What you need to do:
Output the stretch of the listing from the line containing "of the gravel" through the line containing "102L0 110L10 106ZM12" as a JSON list of strings, one string per line, with blank lines omitted and the picture left out.

Provided entries:
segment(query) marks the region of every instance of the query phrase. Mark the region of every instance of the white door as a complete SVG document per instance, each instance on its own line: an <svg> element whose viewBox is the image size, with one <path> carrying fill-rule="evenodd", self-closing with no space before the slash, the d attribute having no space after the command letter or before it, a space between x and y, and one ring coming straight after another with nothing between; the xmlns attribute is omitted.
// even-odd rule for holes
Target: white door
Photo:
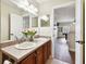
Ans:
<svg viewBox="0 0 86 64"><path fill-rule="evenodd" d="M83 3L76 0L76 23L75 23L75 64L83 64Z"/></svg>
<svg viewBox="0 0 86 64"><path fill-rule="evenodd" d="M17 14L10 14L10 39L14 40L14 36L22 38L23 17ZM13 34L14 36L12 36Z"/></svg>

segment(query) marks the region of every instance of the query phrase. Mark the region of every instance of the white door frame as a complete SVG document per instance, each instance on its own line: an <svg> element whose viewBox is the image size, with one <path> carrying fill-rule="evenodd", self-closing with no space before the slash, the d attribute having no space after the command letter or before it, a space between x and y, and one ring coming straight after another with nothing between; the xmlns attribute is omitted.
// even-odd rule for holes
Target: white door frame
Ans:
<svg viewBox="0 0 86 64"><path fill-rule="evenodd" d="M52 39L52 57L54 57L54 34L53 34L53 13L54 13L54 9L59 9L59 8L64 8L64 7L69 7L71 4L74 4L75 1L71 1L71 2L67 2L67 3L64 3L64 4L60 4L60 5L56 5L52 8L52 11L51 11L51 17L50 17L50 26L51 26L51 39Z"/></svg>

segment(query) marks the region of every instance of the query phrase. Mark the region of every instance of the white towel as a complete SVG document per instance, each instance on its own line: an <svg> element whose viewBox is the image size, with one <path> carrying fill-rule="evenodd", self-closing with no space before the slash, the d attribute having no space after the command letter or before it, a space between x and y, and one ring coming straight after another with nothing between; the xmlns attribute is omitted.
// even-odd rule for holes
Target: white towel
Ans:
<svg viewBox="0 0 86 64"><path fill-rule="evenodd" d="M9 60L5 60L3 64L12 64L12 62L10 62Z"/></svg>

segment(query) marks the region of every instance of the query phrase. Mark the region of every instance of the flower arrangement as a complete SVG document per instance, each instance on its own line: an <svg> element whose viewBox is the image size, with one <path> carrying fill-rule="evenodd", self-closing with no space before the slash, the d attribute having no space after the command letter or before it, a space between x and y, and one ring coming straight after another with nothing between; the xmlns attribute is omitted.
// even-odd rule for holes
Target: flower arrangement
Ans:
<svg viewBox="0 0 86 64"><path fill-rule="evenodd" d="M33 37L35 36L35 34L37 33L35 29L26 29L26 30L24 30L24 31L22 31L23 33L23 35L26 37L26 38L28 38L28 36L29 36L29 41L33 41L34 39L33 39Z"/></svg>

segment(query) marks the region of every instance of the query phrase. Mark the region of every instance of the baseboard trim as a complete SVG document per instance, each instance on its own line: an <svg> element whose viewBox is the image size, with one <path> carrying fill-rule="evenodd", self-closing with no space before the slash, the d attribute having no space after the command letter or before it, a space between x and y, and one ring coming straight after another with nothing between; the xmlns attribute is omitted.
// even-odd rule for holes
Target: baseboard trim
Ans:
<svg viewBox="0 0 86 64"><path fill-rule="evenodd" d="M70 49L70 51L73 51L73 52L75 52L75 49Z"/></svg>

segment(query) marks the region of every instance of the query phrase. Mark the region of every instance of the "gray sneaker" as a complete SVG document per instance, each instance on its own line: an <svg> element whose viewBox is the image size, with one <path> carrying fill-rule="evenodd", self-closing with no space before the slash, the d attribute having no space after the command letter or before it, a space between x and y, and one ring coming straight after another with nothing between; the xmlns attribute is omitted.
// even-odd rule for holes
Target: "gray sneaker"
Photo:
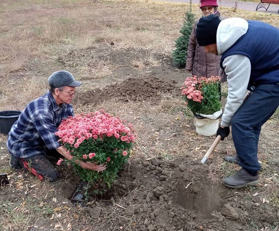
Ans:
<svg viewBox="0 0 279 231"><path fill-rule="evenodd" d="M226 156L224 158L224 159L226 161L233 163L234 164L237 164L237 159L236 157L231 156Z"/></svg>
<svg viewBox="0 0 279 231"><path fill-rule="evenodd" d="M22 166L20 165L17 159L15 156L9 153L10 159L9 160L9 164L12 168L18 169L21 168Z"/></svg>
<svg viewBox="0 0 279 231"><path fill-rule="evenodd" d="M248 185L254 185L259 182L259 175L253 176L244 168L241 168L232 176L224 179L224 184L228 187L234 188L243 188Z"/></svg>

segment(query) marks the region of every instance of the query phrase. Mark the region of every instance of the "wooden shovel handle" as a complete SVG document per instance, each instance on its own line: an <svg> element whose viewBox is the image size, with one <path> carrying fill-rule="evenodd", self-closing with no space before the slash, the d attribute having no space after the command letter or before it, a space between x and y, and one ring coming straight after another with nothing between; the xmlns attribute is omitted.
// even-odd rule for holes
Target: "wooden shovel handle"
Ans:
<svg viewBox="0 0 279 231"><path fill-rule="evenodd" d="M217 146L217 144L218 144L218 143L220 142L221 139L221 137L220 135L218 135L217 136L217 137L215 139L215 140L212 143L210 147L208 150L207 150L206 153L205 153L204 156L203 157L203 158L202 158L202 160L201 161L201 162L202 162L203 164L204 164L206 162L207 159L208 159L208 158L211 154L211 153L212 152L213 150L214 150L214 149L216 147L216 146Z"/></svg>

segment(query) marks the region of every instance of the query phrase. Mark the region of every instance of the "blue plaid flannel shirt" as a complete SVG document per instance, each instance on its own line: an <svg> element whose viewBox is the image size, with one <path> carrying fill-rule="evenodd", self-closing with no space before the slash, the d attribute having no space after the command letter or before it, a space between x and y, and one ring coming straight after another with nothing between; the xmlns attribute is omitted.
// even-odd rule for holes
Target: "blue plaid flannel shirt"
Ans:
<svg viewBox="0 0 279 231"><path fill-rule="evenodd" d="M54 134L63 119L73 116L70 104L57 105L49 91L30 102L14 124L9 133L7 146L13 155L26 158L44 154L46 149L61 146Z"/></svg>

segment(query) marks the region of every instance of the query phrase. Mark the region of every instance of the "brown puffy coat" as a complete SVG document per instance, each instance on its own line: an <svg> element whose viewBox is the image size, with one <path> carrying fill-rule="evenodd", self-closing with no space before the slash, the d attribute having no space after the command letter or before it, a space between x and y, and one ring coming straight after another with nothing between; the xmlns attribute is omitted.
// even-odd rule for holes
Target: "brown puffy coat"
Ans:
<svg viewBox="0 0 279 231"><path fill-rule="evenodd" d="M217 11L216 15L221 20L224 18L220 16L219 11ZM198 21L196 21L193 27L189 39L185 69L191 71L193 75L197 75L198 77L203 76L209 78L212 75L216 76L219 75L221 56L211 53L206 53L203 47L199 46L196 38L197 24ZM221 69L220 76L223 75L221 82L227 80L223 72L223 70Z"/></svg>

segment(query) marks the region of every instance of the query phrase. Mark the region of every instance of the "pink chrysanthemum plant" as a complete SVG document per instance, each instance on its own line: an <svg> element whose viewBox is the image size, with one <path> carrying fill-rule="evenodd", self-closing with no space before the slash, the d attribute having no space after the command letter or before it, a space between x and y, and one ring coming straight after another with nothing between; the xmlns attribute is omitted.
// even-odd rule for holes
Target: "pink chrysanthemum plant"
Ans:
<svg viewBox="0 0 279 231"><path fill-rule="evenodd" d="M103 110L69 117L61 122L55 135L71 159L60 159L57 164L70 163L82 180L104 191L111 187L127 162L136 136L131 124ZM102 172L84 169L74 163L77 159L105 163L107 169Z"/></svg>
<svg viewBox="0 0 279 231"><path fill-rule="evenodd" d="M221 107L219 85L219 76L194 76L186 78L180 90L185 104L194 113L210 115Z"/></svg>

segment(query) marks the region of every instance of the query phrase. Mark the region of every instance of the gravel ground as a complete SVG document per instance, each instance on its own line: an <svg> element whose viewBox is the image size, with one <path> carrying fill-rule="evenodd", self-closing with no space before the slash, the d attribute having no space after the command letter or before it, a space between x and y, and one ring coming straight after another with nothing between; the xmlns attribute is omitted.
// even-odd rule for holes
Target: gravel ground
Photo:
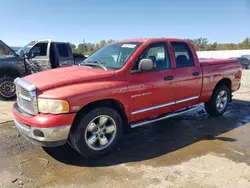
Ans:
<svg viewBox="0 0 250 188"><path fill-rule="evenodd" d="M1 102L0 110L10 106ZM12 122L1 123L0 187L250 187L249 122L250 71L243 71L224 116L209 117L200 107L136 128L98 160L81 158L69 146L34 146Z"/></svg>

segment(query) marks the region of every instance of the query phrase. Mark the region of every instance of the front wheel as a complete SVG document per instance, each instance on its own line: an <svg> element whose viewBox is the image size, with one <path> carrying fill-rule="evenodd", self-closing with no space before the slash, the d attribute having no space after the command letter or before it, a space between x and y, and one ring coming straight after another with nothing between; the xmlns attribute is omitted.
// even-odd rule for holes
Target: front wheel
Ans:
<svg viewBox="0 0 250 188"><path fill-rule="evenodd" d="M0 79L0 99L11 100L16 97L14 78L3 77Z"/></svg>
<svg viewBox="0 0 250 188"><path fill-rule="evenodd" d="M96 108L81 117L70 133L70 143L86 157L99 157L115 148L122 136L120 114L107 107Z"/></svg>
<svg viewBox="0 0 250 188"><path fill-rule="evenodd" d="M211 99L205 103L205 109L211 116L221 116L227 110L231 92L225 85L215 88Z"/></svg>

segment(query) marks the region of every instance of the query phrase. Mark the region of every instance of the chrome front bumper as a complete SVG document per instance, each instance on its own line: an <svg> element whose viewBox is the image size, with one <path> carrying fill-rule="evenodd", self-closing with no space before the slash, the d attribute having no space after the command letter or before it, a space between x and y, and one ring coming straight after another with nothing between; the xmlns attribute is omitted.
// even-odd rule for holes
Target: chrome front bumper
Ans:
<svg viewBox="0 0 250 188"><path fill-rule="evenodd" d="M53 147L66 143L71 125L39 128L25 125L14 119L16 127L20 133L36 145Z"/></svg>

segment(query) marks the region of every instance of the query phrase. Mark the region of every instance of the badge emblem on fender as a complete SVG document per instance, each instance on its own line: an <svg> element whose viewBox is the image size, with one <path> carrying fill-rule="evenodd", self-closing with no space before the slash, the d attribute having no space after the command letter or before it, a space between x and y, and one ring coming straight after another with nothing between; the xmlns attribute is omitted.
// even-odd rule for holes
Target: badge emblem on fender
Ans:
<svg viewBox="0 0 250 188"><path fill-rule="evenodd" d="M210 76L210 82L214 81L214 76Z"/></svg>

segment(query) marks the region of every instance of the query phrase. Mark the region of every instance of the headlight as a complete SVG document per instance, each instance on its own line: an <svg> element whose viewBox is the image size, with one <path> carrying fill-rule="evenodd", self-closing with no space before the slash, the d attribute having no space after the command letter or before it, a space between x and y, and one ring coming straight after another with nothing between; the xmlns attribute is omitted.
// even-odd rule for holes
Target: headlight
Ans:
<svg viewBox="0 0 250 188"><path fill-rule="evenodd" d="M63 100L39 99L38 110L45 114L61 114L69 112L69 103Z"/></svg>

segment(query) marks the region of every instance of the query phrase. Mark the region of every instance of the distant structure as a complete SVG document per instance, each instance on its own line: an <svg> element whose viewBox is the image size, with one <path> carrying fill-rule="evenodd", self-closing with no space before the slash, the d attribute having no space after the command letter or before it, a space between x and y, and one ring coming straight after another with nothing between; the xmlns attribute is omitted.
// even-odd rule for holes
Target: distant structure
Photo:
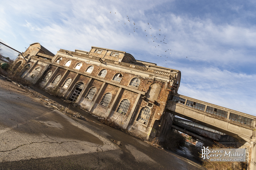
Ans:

Full solution:
[
  "segment(query) marks the region of every instance of the query phrase. Mark the region of every instance of the gravel ground as a complete SVG document per instance, each instance on its own line: an <svg> element whose viewBox is the image size, with one <path> carrying fill-rule=\"evenodd\", self-closing with no space before the slash, the d attribute having no space after the command letter or before it, a space between x and y, and one ring coming straight after another with nothing between; the xmlns attribute is omitted.",
  "// even-odd rule for holes",
  "Target: gravel ground",
  "Photo:",
  "Ans:",
  "<svg viewBox=\"0 0 250 188\"><path fill-rule=\"evenodd\" d=\"M1 102L0 110L10 106ZM12 122L1 123L0 187L250 187L249 122L250 71L243 71L224 116L209 117L200 107L136 128L98 160L81 158L69 146L34 146Z\"/></svg>"
]